* begin Task material *
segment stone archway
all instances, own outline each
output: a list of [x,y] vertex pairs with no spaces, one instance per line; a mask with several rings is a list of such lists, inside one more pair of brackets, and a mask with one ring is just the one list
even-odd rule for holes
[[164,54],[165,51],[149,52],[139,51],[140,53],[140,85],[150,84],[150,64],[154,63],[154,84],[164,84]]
* end Task material *
* begin Task material *
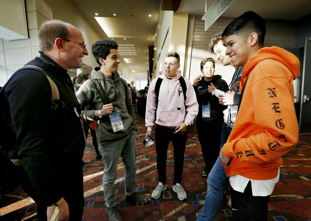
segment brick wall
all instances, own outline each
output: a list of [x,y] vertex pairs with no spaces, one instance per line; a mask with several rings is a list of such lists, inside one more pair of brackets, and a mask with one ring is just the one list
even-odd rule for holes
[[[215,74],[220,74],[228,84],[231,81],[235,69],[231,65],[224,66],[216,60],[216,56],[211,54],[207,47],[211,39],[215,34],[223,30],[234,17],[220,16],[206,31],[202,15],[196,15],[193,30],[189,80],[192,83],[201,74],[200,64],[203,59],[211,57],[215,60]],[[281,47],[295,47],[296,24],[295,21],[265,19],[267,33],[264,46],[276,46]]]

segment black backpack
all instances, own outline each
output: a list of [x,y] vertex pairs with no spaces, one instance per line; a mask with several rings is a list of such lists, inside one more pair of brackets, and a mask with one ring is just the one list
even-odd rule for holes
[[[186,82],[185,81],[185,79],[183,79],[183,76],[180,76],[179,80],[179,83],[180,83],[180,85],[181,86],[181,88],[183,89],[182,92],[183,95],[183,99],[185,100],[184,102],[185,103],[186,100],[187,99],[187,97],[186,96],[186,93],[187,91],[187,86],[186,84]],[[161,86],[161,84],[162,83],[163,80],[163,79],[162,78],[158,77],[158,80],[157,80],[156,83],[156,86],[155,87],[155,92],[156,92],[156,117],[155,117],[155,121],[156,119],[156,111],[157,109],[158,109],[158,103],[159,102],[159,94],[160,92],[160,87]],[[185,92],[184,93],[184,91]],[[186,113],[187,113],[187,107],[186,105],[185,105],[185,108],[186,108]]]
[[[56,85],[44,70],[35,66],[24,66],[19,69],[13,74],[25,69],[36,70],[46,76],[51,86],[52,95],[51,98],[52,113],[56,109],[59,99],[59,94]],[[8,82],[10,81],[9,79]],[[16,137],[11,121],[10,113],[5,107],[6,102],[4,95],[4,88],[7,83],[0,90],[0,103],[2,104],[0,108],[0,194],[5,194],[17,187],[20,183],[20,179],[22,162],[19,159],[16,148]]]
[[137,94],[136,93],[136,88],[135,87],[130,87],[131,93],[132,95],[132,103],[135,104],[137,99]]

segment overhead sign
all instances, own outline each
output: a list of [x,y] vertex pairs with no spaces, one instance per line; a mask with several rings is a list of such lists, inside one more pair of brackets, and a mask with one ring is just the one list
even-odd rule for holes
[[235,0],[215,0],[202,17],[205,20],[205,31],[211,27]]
* end Task material *
* begin Task material *
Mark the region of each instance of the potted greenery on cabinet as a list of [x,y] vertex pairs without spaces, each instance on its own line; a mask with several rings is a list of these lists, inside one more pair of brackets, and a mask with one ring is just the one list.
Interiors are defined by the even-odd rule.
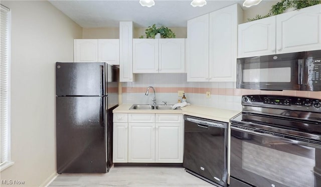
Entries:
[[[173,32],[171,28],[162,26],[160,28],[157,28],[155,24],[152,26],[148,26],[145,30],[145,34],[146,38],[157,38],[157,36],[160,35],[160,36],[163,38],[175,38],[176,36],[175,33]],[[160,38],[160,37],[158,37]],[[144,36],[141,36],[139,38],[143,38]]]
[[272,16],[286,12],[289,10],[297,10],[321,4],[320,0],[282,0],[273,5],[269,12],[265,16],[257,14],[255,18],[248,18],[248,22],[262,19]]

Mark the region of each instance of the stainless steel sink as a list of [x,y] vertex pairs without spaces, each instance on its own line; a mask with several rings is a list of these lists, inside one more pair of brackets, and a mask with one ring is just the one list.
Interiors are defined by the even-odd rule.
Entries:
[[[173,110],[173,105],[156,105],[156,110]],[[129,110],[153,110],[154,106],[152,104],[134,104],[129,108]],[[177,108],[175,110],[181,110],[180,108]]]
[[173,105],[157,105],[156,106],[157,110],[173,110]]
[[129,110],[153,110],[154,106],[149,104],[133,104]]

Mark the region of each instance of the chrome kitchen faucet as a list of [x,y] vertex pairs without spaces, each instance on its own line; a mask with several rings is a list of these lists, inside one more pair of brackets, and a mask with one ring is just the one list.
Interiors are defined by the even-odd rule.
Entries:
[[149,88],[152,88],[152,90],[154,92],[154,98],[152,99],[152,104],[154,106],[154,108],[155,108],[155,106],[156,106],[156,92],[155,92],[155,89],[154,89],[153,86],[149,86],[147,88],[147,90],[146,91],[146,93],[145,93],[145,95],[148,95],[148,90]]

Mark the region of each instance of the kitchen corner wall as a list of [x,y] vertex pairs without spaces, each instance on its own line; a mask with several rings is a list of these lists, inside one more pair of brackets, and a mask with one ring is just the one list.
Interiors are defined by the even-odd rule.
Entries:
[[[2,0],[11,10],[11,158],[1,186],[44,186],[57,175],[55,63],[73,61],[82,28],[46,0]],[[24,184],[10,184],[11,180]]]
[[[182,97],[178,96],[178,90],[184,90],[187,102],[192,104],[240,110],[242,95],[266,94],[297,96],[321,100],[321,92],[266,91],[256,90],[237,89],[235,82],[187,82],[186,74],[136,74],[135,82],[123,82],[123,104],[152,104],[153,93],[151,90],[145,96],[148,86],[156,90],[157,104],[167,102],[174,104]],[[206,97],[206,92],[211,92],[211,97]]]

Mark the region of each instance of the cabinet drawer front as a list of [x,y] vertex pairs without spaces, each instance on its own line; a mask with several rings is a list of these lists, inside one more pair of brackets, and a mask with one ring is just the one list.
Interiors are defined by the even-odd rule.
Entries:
* end Task material *
» **Aim**: Repeat the records above exactly, from the line containing "segment overhead sign" through the line containing "[[235,0],[215,0],[202,17],[205,20],[205,31],[211,27]]", both included.

» **Response to this exercise**:
segment overhead sign
all instances, own outline each
output: a list of [x,y] vertex pairs with no spaces, one instance per line; a mask with several rings is a list of such lists, inside one more pair of brackets, and a mask with one ring is just the one list
even-odd rule for holes
[[235,0],[215,0],[202,17],[205,20],[205,31],[211,27]]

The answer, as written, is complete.